Start of Records for processing

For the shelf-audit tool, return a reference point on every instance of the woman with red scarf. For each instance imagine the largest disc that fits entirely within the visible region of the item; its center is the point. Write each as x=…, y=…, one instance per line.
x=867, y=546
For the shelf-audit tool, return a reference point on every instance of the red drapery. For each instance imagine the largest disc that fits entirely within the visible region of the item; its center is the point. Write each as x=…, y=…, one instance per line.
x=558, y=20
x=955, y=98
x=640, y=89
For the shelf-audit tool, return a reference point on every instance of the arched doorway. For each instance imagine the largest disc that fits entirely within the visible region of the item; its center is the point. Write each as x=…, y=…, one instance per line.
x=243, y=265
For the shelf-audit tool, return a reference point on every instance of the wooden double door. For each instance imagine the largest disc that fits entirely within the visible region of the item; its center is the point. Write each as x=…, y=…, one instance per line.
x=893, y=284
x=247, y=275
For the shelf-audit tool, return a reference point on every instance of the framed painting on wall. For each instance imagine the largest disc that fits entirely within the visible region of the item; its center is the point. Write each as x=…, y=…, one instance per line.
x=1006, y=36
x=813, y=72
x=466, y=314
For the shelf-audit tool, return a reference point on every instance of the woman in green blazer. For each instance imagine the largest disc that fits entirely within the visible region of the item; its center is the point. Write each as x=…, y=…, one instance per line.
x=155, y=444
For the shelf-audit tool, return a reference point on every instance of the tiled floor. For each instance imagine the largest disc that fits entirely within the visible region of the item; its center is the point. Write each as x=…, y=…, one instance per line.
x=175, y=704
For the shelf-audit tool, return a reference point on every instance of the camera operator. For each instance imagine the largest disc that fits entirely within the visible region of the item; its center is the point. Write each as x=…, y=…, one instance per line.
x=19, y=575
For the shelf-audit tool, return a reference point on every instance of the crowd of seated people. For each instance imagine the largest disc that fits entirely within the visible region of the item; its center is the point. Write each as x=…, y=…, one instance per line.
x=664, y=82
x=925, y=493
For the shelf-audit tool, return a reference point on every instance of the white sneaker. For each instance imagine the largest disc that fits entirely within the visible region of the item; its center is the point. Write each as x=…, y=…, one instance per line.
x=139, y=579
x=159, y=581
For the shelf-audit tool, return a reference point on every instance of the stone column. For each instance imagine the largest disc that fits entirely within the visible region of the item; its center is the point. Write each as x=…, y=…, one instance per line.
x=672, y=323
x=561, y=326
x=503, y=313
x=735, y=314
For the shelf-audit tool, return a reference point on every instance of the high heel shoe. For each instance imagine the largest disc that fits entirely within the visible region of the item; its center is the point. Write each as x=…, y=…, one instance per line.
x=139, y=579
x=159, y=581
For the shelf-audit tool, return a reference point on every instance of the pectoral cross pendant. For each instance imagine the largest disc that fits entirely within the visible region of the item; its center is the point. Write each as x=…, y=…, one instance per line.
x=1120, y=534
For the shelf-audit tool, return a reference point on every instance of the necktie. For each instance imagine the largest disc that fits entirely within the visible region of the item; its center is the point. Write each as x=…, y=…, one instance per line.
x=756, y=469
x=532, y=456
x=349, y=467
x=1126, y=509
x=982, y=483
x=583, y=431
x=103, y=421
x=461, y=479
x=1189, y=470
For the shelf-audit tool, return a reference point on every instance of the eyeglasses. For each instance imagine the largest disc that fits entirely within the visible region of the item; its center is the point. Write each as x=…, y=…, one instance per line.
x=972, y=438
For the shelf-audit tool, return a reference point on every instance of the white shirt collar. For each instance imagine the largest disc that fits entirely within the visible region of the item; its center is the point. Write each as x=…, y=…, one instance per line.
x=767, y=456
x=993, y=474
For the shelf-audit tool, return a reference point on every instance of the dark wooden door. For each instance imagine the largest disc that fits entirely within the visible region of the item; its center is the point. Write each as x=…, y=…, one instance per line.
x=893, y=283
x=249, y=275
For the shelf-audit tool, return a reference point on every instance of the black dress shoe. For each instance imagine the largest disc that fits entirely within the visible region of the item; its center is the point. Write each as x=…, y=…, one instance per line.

End of Records for processing

Task goal> Give all the lines above again, exactly.

Output>
For the shelf-audit tool, return a reference point on every instance of the woman with red scarf. For each instance imagine the largest disc that fits entirely within the visible region of the item; its center is the point. Write each as x=…, y=…, one instance per line.
x=867, y=546
For the shelf-audit tool, return a reference point on every instance of the red drapery. For each instance imagine the largest disc that fits entirely within the visible region of the item; its center is the point. Write each as x=…, y=…, one instance per line.
x=558, y=20
x=955, y=98
x=640, y=89
For the shelf-audit tool, return a reference point on every instance of the arched doorway. For each instance imagine the largest disc that fits entirely within the visible region of the item; its center is the point. Write each as x=…, y=…, one instance per line.
x=243, y=265
For the shelf-audit tool, return a reference point on every instance of the wooden double door. For each instance imagine the largest disc that fits entirely within the visible region of the item; its center is the point. Write each as x=…, y=…, one instance per line.
x=893, y=284
x=247, y=275
For the shelf-audit tool, return a reference point on every instance of the framed painting on wall. For each instance imagine the largest disc that fits entirely within the visible region of the item; its center is the point. Write each as x=…, y=…, one instance per line.
x=1006, y=36
x=813, y=72
x=466, y=314
For the shelf-audit tool, return a reference point on every instance of the woman in green blazer. For each instance imagine the largest disc that fits entirely within the visible region of the item; its center is the point. Write each as x=…, y=…, one instance per line.
x=155, y=444
For the shelf-audit tool, return a reference point on every instance of the tiled floor. For each instance imagine the largest disc that fits entirely within the visible region of the item; its center is the point. Write each as x=…, y=…, one instance per line.
x=175, y=704
For the shelf-audit tool, return a reference point on every instance of the camera operator. For each instance imagine the largest disc that fits entirely within the visible region of the item; its center is the point. Write each as x=…, y=…, one instance per line.
x=19, y=575
For the shelf-audit tool, return a reference point on every instance of the crowd of seated people. For each instance imagine the largest disc that fits entirely within the visible region of the item; its center is the point. Write each as x=…, y=…, one instance per line.
x=664, y=82
x=925, y=493
For the shelf-audit tool, return a reference point on every instance of the white sneaker. For each instance imagine the largest disc that fits entirely within the visible region of the item; its center is the point. Write each as x=…, y=…, one instance per line.
x=139, y=579
x=159, y=581
For the shelf-audit tool, return a reference point on every instance of the stone column. For each instance imagine the largest disc that fits entirely within the visible region of the item; its center is the point. Write each as x=…, y=…, one instance per line.
x=672, y=323
x=561, y=326
x=503, y=313
x=735, y=314
For the shelf-audit tool, return a reference point on every instance of the high heel shoe. For each instance imagine the largest disc that fits entirely within the visible region of the item; its center is the point. Write each as x=…, y=…, one instance per line.
x=139, y=579
x=159, y=581
For the shelf-audit tool, return a reference point on every instance of the pectoral cross pendant. For each instance imagine the largest disc that fits entirely within the visible region of the item; its center is the point. Write each as x=…, y=…, one instance per line.
x=1120, y=534
For the shelf-audit tool, return a reference point on every instance of the necktie. For each instance imagine the largest disc that fits entirely within the visible region of the item; its center is the point. Write each as x=…, y=…, one instance per line.
x=756, y=469
x=532, y=456
x=349, y=467
x=1126, y=509
x=982, y=483
x=583, y=431
x=103, y=421
x=461, y=479
x=1189, y=470
For the shelf-audit tool, return a reference point on every instance of the eyeglasses. For each instance imagine the largest disc that fits entirely within the visible region of the item; its center is the point. Write each as x=…, y=…, one instance per line.
x=972, y=438
For the shelf-audit tool, return a reference point on every instance of the white shirt collar. For each instance imagine the largest disc that fits entirely within the visible region of the item; its center is the point. Write each as x=…, y=…, one instance per line.
x=767, y=456
x=993, y=474
For the shelf-audit tool, return a reference point on every instance of the dark wooden door. For each instance imagine the largest disc that fits entirely within the visible region of the item; its center is the point. Write each as x=…, y=…, one instance per line.
x=893, y=283
x=249, y=275
For the shelf-audit tool, return a reference point on every instance of the black dress shoe. For each instance imagine the largest disc that fits entirely within the visible region of the item; its center is the point. Write each as x=…, y=…, one instance per line.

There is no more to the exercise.